TASK -> Format the rows below as a JSON list of strings, one string per line, with blank lines omitted. Include only the part that opens with the line containing "the porch post" and runs through the last of the rows.

TASK INPUTS ->
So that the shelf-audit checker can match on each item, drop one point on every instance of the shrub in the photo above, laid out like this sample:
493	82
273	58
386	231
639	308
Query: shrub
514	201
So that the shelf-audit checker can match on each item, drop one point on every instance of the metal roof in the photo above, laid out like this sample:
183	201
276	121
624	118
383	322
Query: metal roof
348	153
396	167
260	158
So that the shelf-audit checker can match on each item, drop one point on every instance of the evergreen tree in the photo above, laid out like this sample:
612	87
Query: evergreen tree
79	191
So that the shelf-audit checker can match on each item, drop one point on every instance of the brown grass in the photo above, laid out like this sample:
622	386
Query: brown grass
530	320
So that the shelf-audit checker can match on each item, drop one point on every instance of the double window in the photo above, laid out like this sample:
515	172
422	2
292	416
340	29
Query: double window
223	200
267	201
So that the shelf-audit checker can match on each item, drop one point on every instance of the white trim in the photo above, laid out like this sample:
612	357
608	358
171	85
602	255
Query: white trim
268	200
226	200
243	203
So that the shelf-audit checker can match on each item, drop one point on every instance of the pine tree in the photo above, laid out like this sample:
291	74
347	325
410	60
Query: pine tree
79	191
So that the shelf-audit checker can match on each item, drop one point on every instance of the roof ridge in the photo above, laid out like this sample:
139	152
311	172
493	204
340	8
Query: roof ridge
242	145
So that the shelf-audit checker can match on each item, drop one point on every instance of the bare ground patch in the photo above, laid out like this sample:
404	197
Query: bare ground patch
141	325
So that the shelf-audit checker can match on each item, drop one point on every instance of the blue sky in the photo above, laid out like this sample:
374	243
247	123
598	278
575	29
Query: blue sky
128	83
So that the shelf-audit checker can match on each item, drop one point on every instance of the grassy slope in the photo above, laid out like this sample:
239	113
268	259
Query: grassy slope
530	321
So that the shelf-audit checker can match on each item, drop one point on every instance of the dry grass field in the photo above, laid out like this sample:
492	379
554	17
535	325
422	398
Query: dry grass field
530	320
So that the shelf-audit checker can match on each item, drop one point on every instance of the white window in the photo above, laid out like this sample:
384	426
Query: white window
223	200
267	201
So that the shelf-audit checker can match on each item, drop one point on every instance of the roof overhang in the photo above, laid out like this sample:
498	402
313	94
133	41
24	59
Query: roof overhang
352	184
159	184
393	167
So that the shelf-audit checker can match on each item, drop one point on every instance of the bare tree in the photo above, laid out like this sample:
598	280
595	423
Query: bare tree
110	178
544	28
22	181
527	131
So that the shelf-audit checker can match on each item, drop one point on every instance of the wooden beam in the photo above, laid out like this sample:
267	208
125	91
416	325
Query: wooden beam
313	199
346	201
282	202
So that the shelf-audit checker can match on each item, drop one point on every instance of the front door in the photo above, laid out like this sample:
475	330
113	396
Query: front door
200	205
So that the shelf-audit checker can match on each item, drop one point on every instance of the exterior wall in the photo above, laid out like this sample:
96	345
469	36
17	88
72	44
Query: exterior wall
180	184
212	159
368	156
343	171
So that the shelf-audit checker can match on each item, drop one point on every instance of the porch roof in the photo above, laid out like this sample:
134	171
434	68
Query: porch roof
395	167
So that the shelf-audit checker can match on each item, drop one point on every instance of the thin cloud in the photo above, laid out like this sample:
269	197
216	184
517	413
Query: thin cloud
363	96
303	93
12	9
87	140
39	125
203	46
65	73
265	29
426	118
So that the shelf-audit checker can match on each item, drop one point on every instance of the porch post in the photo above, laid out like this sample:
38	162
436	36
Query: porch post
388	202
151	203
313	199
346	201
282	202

ANSWER TO THE PROBLEM ->
[
  "So that the shelf-audit checker can match on each item, drop one point on every instance of the porch post in the photo above, laid out like this sample:",
  "38\t162",
  "436\t36",
  "Query: porch post",
  "388\t202",
  "151\t203",
  "313\t199",
  "346\t201",
  "282\t202"
]